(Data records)
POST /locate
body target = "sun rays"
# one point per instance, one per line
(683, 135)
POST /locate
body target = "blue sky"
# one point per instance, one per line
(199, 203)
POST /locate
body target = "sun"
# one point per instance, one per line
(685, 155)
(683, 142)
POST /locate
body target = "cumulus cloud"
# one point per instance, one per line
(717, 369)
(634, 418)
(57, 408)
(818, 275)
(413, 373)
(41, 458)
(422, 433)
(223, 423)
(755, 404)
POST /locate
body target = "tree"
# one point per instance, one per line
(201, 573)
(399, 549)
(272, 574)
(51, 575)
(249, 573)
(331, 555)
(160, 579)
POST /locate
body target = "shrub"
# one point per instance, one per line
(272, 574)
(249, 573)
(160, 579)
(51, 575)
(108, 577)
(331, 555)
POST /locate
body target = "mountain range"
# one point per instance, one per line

Work required
Each line above needs to be written out again exactly.

Response area
POST /locate
body target = "sun rays"
# one point per instance, one per line
(683, 135)
POST /locate
body target = "blue sky"
# one point per instance, one per line
(199, 203)
POST /locate
body target = "sun"
# one point per instance, one per line
(685, 155)
(683, 142)
POST /locate
body target = "cumulus cloud"
# one point per instance, one per line
(717, 369)
(634, 418)
(57, 408)
(818, 275)
(413, 373)
(41, 458)
(422, 433)
(223, 423)
(755, 404)
POST /locate
body target = "tree"
# one point per instance, one per line
(201, 573)
(399, 549)
(272, 574)
(51, 575)
(249, 573)
(331, 555)
(160, 579)
POST /locate
body target = "shrub"
# one point per instance, one per line
(272, 574)
(249, 573)
(160, 579)
(51, 575)
(108, 577)
(331, 555)
POST /locate
body target = "mountain range"
# one point per instance, one per line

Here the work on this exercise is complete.